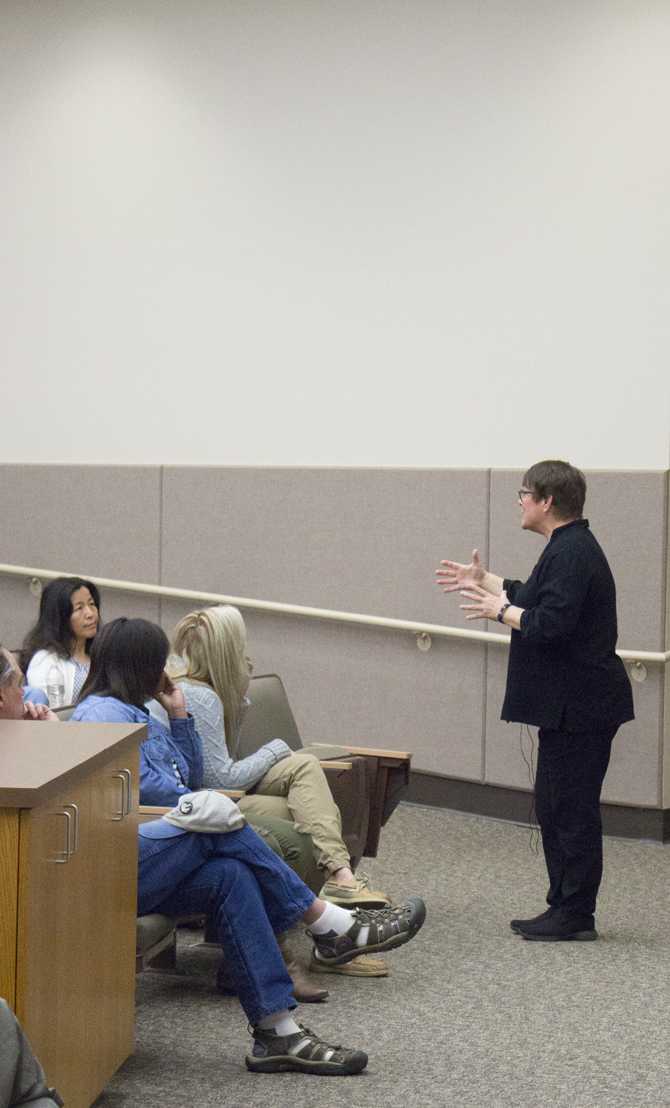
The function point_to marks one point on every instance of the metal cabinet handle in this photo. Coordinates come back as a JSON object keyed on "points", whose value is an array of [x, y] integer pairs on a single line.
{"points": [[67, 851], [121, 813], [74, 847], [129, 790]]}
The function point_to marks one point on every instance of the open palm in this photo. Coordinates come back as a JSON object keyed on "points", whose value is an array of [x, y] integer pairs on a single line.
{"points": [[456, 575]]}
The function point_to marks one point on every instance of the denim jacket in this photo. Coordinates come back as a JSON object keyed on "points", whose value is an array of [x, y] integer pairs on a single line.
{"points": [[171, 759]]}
---
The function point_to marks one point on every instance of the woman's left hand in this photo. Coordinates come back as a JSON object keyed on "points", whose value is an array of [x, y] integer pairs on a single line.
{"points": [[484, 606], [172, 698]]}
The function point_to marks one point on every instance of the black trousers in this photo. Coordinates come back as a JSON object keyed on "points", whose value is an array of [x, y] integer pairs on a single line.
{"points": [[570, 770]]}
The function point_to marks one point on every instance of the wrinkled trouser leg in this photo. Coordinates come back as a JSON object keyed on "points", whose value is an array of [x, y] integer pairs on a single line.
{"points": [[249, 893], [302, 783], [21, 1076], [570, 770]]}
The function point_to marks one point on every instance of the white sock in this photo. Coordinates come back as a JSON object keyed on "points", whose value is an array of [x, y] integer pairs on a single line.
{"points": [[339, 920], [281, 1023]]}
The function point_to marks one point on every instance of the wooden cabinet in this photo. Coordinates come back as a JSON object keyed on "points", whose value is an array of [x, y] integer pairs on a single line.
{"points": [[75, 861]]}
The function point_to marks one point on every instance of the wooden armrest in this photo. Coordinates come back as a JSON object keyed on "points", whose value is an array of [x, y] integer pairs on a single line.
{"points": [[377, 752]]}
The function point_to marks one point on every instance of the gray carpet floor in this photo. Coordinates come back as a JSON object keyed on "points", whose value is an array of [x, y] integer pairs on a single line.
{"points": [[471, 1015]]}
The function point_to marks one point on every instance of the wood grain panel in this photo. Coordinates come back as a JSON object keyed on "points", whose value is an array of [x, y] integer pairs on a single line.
--
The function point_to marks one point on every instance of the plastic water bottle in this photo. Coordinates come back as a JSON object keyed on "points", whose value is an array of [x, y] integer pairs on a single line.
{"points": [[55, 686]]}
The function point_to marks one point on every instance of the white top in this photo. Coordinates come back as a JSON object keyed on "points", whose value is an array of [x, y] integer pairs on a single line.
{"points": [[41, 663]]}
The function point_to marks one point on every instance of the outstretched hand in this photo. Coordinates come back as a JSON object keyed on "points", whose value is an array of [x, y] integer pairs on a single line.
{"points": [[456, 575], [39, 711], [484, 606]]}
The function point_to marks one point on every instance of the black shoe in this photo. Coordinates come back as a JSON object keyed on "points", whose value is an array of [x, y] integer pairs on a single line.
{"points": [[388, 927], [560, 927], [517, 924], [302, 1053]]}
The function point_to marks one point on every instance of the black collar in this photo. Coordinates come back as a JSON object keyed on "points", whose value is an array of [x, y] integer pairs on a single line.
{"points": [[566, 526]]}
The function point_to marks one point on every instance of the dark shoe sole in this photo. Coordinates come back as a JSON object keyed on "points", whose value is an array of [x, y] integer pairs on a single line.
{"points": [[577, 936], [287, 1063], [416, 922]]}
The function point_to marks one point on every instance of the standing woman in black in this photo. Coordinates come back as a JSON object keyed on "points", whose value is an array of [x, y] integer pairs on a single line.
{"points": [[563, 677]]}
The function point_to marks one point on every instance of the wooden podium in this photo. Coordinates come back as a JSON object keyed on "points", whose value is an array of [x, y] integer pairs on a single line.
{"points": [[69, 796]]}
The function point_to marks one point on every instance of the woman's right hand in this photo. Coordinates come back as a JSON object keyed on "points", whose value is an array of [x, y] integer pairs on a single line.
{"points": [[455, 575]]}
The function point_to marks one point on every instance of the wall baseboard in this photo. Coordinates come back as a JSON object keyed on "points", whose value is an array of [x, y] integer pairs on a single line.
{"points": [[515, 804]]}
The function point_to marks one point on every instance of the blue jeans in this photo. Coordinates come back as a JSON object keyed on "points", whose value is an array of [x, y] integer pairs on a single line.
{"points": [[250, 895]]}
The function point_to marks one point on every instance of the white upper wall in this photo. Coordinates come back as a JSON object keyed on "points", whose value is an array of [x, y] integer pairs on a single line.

- Work to be completed:
Above are the records; from them, give again exactly the lines from the one containing "of the gray" to the one containing "the wood grain", both lines included, and nothing more.

- Expected answer:
The function point_to marks one point on every instance of the gray carpet floor in this photo. Coordinates come back as a JSON object keyed on "points", whose value is an array of [x, y] integer pairs on a single line.
{"points": [[471, 1015]]}
The function point_to marks one point on every instance of the wood grain panel in this photo. Coordinates come back as a JSON object keyed on "points", whose value is an array of [x, y] integer pairs on a single line.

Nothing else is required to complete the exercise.